=== 所给节选 ===
BFS与最短路问题小结 - AcWing

题目 这题就可以BFS（边权值相同）（g[i][j]也可以为inf，g[i][i]还能为0）

代码

#include <bits/stdc++.h>
using namespace std;
const int N = 510;
const int inf = 0x3f3f3f3f;
int n, m;
int a[N];
int dist[N];
int g[N][N];
bool st[N];
int dijkstra()  // 求1号点到n号点的最短路距离
{
    memset(dist, 0x3f, sizeof dist);
    dist[1] = 0;
    
    for(int i = 0; i < n; i++)
    {
        int t = -1;
        for(int j = 1; j <= n; j++)
        {
            if(!st[j] && (t == -1 || dist[j] < dist[t]))
                t = j;
        }
        
        st[t] = 1;
        for(int j = 1; j <= n; j++)
            dist[j] = min(dist[j], dist[t] + g[t][j]);
    }
    
    return dist[n] - 1;
}

int main()
===
这篇BFS与最短路小结说这道题可以用BFS来做。它给出的理由是什么？请用一到三句话说明。
=== 记录摘录 ===
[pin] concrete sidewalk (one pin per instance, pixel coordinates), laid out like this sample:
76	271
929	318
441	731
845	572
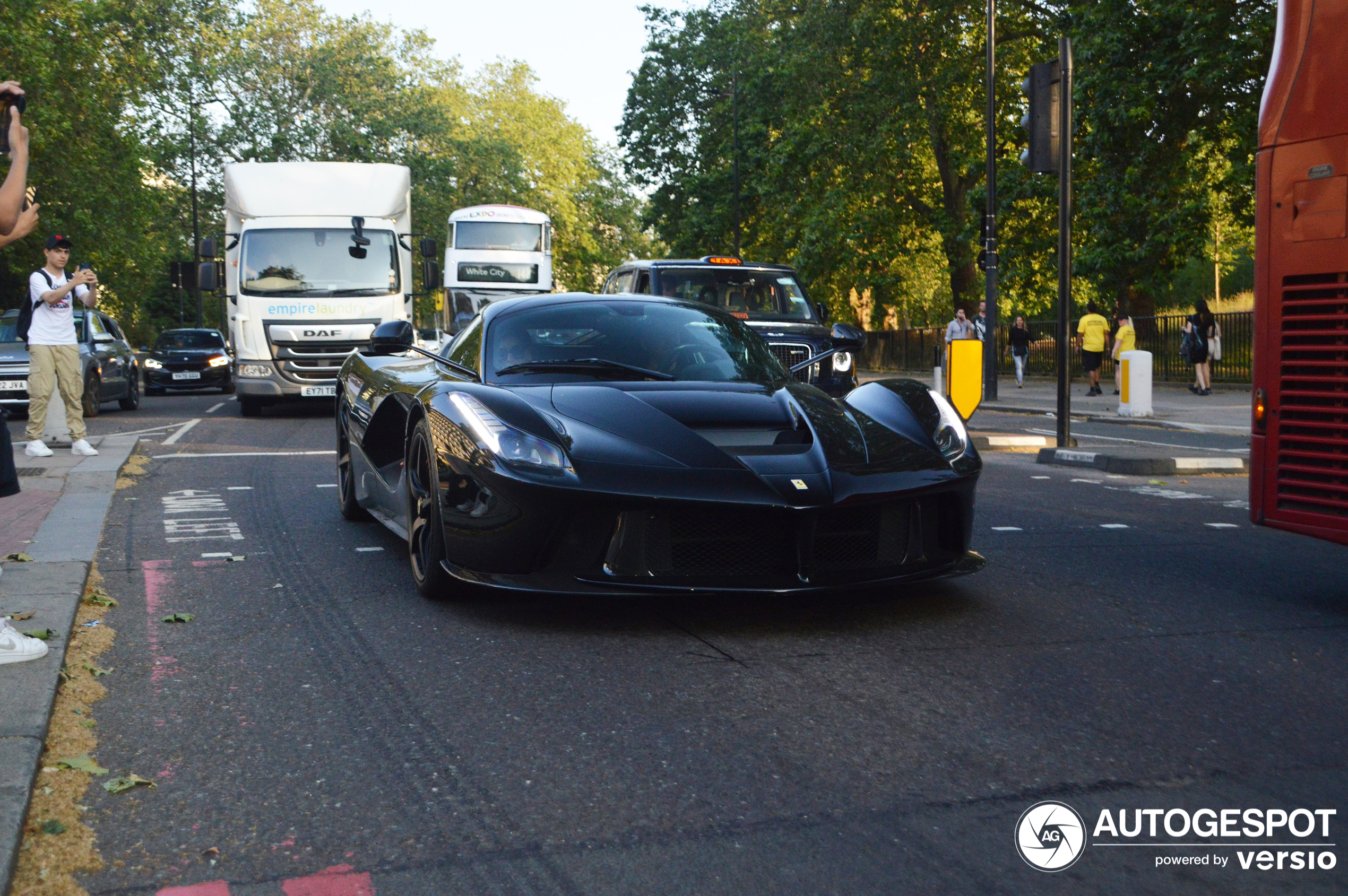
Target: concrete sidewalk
===
◆ 本题答案: 这道题里所有边的权值都相同，所以可以用BFS求解。